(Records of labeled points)
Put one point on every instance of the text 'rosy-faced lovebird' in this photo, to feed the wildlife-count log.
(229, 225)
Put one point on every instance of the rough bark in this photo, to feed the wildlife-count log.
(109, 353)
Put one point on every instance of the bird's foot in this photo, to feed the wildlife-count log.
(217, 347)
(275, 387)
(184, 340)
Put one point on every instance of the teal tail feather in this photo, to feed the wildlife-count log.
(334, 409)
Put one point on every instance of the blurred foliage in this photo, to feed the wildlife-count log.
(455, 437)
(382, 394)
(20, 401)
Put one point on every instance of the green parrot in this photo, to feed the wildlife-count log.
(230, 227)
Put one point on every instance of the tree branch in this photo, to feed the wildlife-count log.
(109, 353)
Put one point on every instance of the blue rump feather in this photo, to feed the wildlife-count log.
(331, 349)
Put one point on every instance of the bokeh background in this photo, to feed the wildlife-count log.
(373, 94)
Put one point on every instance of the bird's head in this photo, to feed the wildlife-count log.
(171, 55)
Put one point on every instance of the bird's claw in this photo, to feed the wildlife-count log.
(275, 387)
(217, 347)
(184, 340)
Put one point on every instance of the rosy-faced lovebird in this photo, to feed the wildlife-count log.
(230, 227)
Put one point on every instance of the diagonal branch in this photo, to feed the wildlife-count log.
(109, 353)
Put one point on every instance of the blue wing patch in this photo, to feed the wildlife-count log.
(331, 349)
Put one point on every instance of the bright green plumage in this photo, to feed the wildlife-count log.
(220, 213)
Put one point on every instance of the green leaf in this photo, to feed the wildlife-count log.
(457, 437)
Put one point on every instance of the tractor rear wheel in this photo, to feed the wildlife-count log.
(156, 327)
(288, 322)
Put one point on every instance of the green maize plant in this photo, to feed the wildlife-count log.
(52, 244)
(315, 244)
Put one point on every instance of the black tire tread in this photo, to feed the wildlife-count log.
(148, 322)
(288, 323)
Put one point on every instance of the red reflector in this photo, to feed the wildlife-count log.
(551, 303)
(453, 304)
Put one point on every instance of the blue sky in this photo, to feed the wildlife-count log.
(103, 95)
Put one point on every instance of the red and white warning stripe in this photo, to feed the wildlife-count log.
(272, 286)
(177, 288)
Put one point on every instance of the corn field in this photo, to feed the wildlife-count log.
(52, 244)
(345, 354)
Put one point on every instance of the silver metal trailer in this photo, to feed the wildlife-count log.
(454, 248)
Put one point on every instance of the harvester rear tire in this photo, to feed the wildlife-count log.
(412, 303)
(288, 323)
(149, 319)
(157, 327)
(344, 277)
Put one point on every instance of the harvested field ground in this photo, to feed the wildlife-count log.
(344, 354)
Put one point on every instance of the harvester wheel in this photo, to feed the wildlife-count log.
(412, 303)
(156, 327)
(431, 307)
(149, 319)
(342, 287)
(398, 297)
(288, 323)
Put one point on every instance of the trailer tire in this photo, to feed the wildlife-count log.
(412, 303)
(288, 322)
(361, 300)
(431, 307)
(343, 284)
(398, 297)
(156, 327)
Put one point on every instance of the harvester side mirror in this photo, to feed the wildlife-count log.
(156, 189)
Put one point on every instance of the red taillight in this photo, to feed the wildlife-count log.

Goal of the exercise = Print all of the entries exactly as they are written.

Task response =
Put one point on every instance of the text 'rosy-faced lovebird' in this photo, to feed the wildlife-count log.
(229, 225)
Put one point on every instance of the rough bark in this photo, to feed the wildlife-count log.
(109, 353)
Put one point on every instance of the bird's foot in this photo, to feed the wildlife-count log.
(217, 347)
(275, 387)
(184, 340)
Put one point on every instance of the teal tail feather in this photo, to feed the wildlife-count log.
(334, 409)
Put one point on every instance of the blurred foliage in this photo, to feed the wildlife-count log.
(455, 437)
(382, 394)
(20, 401)
Put one point on every instance of the green parrot in this photo, to feed the wildlife-count log.
(230, 227)
Put one point on every instance of the tree branch in this photo, to feed the wildlife-count log.
(109, 353)
Put one point on every instance of the blue rump feather in this photo, to feed the wildlife-count log.
(331, 349)
Put one point on every instance of the bokeh background in this photo, to feed the wildlife-count log.
(373, 94)
Put one point on every instance of the bird's head in this photo, to feed the wildlife-count log.
(171, 55)
Put one point on every instance of the bird's claw in this photo, to feed the wildlife-count log.
(275, 387)
(217, 347)
(184, 340)
Put one point on every instance of the rosy-faced lovebird in this photo, to feed the wildlife-count log.
(230, 227)
Put one point on every instance of the diagonal branch in this photo, to feed the wildlife-count log.
(109, 353)
Put one point on every instance of the blue wing patch in this photo, to feed the wildlife-count log.
(331, 349)
Put one point on every instance of the bright green plumage in this photo, to feed the wildlife-count log.
(220, 213)
Put one point on every instance of the green leaf in this photo, to feed the wildlife-count log.
(457, 437)
Put one point on every instance of the tractor rear wheel in this photo, to feed the wildlife-count log.
(156, 327)
(288, 322)
Put one point on every instance of the green maize plant in this photo, to feed the wildlife-count log.
(52, 244)
(315, 244)
Put one point on every instance of the black tire tread in this photo, to feed the wildlife-count log.
(148, 322)
(288, 323)
Put one point on every instance of the red reflector in this photo, to feed the wildlife-count log.
(551, 303)
(453, 304)
Put one point on every instance of the blue sky in this photo, to feed the wildlife-count log.
(103, 95)
Put one point on every instance of the red and white warning stripe in this photo, to feed the wildlife-count log.
(272, 286)
(177, 288)
Put one point on every instance of the corn field in this photo, to feed the wildlife-count log.
(52, 244)
(345, 354)
Put one point on every instance of the silver metal trailer in this photo, to feed the wildlife-count log.
(454, 248)
Put one point on every instance of the harvester rear tire in this photo, to feed the wildlife-count log.
(412, 303)
(288, 323)
(149, 319)
(157, 327)
(344, 277)
Put one point on every instance of the harvested field ground in this photo, to feed the wildlife-count log.
(344, 354)
Put one point on every instance of the harvester wheel in this photo, to feed the wildlife-count log.
(412, 303)
(156, 327)
(431, 307)
(149, 319)
(342, 287)
(398, 297)
(288, 323)
Put one point on every instance of the trailer tire in this photo, to feed the wildlife-count log.
(412, 303)
(288, 322)
(361, 300)
(431, 307)
(343, 284)
(398, 297)
(156, 327)
Put one point on every instance of the harvester side mirror in this photo, to feed the wildlife-count log.
(156, 189)
Put one point on every instance of the red taillight in this photo, to feed the wildlife-count log.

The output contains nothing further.